Task inputs:
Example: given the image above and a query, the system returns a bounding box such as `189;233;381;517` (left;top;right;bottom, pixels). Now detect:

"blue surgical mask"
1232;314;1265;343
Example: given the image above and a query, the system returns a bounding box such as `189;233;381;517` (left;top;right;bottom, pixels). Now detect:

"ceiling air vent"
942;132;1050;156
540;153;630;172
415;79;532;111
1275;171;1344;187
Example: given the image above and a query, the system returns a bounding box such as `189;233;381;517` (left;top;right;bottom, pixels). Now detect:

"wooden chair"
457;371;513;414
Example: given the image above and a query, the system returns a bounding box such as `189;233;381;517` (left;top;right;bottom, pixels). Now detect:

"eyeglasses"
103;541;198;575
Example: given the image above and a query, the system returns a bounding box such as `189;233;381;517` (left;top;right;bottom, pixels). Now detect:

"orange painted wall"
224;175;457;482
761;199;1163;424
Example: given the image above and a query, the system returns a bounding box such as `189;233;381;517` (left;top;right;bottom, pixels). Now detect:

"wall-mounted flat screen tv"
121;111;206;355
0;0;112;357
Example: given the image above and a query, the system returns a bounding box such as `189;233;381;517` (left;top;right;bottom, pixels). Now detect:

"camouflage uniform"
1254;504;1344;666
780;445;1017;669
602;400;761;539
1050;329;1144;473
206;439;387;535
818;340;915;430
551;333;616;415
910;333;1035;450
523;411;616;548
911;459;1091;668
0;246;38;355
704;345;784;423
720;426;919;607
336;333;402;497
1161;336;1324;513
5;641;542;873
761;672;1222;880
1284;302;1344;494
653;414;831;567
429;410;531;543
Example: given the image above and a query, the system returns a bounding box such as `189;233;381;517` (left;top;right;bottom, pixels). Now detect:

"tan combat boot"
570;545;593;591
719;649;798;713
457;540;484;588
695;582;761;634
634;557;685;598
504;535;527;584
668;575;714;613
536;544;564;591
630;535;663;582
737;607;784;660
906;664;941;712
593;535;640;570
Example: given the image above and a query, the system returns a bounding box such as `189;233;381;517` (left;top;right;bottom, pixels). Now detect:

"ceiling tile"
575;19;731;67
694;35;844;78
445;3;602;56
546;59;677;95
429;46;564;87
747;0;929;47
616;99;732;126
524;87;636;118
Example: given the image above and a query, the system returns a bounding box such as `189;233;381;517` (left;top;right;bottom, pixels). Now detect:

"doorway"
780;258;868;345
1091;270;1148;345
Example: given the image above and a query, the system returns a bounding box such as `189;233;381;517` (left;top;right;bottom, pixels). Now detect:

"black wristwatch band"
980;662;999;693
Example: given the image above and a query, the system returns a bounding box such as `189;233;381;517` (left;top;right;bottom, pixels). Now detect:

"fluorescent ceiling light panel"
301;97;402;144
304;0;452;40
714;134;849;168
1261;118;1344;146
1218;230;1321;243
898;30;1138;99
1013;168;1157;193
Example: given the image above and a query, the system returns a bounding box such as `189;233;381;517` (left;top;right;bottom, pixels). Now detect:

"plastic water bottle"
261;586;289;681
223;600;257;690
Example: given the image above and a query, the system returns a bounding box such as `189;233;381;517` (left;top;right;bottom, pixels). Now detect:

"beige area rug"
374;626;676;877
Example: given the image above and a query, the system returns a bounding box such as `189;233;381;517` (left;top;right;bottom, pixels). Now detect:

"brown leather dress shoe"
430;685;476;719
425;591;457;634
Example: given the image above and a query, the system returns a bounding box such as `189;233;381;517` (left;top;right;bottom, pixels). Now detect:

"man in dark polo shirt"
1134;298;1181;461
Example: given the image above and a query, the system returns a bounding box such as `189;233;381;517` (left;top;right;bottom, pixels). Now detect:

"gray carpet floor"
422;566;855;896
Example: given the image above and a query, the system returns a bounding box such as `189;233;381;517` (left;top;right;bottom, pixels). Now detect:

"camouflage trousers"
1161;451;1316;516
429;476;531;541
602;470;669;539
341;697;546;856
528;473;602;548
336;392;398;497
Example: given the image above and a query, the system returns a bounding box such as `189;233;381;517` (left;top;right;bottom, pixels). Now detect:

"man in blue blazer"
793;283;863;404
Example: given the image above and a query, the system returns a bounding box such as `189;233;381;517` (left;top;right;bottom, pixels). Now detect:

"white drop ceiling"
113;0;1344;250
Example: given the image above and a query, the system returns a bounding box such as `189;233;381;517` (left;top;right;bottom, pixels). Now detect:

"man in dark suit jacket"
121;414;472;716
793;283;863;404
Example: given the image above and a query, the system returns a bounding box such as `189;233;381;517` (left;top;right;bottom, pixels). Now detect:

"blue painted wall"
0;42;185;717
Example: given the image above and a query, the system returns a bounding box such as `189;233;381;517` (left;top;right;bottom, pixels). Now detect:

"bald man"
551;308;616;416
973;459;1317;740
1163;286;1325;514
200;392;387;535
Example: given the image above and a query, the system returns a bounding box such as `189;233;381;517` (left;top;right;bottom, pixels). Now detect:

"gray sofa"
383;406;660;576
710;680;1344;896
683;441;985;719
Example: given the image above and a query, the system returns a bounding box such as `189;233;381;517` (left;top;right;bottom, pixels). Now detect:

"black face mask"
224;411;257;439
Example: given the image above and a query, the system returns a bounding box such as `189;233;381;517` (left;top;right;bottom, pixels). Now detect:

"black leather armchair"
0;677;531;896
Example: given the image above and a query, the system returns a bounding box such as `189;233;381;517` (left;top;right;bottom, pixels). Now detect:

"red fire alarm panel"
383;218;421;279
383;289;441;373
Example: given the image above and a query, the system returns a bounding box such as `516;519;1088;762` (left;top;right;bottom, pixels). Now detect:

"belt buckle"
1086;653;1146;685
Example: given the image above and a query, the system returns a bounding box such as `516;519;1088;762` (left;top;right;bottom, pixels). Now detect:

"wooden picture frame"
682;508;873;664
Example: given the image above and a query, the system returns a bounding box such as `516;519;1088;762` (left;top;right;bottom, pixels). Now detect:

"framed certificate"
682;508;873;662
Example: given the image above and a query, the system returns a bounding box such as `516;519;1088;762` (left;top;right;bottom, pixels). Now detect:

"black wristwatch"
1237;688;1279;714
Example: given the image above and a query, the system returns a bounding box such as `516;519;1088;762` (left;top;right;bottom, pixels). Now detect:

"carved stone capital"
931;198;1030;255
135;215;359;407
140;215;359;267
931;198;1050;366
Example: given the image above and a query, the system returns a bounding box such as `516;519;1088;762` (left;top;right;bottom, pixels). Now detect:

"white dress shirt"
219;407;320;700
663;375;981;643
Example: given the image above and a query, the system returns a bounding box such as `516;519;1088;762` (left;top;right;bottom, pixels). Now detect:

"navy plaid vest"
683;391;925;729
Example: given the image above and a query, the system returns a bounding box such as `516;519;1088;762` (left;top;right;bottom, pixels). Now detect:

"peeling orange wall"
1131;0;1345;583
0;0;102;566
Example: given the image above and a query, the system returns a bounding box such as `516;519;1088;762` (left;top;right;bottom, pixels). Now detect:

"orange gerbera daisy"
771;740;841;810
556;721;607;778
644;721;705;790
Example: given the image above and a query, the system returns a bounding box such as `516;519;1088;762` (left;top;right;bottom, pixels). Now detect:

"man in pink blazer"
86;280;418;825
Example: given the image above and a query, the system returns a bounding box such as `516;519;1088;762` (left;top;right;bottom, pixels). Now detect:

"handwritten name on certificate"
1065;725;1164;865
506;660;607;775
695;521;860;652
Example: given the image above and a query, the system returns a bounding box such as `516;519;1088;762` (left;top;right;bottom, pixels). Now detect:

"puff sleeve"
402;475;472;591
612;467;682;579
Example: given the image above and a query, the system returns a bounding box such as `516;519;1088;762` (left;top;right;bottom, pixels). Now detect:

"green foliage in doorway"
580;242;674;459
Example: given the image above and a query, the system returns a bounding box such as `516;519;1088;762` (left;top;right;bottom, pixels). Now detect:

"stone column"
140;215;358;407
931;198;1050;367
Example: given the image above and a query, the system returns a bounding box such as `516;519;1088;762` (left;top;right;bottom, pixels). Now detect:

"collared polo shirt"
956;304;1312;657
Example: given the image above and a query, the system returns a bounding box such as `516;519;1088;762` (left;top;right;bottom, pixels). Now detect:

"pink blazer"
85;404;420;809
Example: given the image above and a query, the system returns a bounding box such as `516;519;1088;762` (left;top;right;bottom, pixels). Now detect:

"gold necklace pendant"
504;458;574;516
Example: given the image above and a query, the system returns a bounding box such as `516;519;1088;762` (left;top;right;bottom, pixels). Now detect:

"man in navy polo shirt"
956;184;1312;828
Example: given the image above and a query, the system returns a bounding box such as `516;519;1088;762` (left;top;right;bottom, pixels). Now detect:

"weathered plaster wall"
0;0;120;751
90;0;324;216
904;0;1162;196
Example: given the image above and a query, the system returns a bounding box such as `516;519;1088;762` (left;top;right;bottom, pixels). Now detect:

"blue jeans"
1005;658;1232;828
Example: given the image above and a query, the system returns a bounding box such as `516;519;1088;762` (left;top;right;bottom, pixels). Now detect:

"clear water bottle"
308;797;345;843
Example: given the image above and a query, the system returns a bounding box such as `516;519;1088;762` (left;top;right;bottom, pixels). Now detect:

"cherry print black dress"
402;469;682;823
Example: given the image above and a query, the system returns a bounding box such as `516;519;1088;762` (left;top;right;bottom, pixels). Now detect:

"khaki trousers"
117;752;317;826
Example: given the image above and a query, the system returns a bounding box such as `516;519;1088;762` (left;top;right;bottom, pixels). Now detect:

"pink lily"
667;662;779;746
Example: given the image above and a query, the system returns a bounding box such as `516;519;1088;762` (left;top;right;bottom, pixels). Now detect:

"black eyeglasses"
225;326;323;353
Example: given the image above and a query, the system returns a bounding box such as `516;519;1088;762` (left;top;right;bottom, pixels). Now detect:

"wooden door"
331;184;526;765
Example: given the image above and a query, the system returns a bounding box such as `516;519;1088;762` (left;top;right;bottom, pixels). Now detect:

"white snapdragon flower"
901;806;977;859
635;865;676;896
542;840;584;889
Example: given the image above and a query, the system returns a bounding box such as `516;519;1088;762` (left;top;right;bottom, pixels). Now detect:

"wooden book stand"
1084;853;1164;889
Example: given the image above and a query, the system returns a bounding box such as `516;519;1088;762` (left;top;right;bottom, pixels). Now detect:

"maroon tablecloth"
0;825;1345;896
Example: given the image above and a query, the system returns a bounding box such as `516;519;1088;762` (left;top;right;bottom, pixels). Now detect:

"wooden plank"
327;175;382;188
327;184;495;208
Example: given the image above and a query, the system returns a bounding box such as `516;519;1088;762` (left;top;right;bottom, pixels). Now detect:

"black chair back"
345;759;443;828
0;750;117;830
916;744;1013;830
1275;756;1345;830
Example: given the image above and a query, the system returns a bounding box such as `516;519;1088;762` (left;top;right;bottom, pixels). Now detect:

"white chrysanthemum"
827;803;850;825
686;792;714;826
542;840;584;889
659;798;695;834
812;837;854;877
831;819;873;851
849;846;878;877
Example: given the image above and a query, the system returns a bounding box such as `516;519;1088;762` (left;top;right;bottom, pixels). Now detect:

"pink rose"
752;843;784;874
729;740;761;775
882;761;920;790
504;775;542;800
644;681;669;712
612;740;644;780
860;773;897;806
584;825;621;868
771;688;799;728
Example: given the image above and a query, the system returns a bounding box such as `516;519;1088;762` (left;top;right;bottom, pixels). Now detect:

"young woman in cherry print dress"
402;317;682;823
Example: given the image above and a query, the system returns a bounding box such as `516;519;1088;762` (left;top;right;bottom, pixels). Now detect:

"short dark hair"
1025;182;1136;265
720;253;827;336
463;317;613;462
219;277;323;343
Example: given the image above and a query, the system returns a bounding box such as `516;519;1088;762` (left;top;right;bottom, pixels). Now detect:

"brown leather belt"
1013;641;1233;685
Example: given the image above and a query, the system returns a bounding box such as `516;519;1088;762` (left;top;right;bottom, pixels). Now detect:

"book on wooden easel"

Instructions to follow: Copy every line of the entries above, from the very first line down through the line containing "1275;171;1344;187", keeping each one unchanged.

Output for this task:
Example: given the image above and a query, the system returns a bounding box such as `189;233;381;517` (left;top;right;bottom, pixels). Now detect:

"blue surgical mask"
1232;314;1265;343
Example: given the image above and a query, the system returns a bounding box such as `189;233;381;517` (left;top;right;bottom, pixels). Now detect:

"ceiling air vent"
942;132;1050;156
540;153;630;172
415;79;532;111
1275;171;1344;187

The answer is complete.